→ Passage for review:
Reverse signaling between ephrin-B proteins and their Eph receptor tyrosine kinases have been found to initiate the retraction mechanism in the IPB. Ephrin-B3 is observed to transduce tyrosine phosphorylation-dependent reverse signals into hippocampal axons that trigger pruning of excessive IPB fibers. The proposed pathway involves EphB being expressed on the surface of target cells that results in tyrosine phosphorylation of ephrin-B3. Ensuing binding of ephrin-B3 to the cytoplasmic adaptor protein, Grb4, leads to the recruitment and binding of Dock180 and p21 activated kinases (PAK). The binding of Dock180 increases Rac-GTP levels, and PAK mediates the downstream signaling of active Rac that leads to the retraction of the axon and eventual pruning.

===Axon shedding===
Time-lapse imaging of retreating axons in neuromuscular junctions of mice have shown axonal shedding as a possible mechanism of pruning. The retreating axon moved in a distal to proximal order and resembled retraction. However, there were many cases in which remnants were shed as the axons were retracting. The remnants, named axosomes, contained the same organelles seen in the bulbs attached to the end of axons and were commonly found around the proximity of the bulbs. This indicates that axosomes are derived from the bulbs. Furthermore, axosomes did not have electron-dense cytoplasms or disrupted mitochondria indicating that they were not formed through Wallerian degeneration.

== Potential role in schizophrenia ==
Synaptic pruning has been suggested to have a role in the pathology of neurodevelopmental disorders such as schizophrenia, as well as in autism spectrum disorder.

Data excerpts:
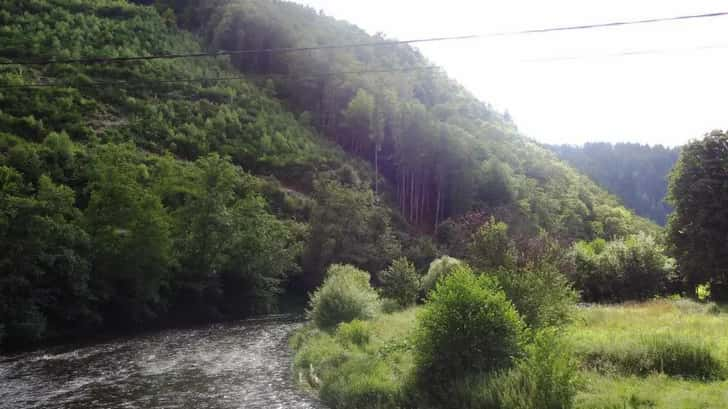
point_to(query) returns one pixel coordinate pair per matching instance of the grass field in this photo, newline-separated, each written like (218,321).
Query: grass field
(670,354)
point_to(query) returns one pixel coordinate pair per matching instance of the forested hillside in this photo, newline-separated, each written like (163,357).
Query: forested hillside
(635,173)
(155,191)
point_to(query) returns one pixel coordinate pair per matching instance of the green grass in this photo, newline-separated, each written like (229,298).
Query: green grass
(661,354)
(653,392)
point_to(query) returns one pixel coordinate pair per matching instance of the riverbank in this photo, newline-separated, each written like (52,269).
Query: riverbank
(664,354)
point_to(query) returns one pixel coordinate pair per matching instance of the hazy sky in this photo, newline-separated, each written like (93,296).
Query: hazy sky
(569,87)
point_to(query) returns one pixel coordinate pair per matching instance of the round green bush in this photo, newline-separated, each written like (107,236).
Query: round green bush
(467,327)
(400,282)
(344,296)
(438,268)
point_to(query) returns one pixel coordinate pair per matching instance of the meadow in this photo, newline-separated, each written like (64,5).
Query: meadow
(662,354)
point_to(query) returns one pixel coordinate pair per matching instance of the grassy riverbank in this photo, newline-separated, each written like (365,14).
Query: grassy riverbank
(659,354)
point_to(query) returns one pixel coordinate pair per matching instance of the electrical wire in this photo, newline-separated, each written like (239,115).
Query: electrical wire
(106,60)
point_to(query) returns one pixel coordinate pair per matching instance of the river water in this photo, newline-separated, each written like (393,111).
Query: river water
(241,365)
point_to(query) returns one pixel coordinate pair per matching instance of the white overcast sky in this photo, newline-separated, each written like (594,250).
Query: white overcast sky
(672,95)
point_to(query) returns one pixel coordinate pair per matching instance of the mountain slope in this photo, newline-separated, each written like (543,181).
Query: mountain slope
(134,195)
(635,173)
(444,152)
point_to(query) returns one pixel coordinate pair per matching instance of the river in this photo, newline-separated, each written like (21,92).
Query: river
(239,365)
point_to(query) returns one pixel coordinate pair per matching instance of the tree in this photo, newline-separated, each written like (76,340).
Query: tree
(698,228)
(467,327)
(400,282)
(491,248)
(347,227)
(130,230)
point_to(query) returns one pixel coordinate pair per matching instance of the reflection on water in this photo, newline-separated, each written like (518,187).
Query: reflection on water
(242,365)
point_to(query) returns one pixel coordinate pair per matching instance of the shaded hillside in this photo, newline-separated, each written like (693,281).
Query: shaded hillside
(635,173)
(444,152)
(136,194)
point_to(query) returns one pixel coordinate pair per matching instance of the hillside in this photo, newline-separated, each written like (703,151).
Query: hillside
(136,194)
(635,173)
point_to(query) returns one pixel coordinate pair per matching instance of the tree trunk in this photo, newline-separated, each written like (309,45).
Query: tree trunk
(376,170)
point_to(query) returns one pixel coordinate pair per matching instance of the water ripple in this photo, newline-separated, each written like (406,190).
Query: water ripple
(242,365)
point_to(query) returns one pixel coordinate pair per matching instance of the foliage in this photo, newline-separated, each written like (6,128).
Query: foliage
(635,173)
(353,333)
(672,355)
(400,282)
(344,296)
(443,152)
(697,230)
(467,327)
(546,378)
(439,268)
(635,268)
(347,226)
(491,248)
(653,337)
(543,297)
(703,292)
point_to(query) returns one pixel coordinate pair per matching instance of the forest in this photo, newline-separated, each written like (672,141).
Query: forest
(162,192)
(637,174)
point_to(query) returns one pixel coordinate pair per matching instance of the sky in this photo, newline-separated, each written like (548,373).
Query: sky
(572,87)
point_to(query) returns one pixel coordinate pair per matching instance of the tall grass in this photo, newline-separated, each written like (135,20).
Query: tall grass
(674,355)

→ Exercise objective: Reproduce the passage on synaptic pruning word for word, beginning at the words "Reverse signaling between" and stopping after the words "and eventual pruning.".

→ Solution to this exercise:
Reverse signaling between ephrin-B proteins and their Eph receptor tyrosine kinases have been found to initiate the retraction mechanism in the IPB. Ephrin-B3 is observed to transduce tyrosine phosphorylation-dependent reverse signals into hippocampal axons that trigger pruning of excessive IPB fibers. The proposed pathway involves EphB being expressed on the surface of target cells that results in tyrosine phosphorylation of ephrin-B3. Ensuing binding of ephrin-B3 to the cytoplasmic adaptor protein, Grb4, leads to the recruitment and binding of Dock180 and p21 activated kinases (PAK). The binding of Dock180 increases Rac-GTP levels, and PAK mediates the downstream signaling of active Rac that leads to the retraction of the axon and eventual pruning.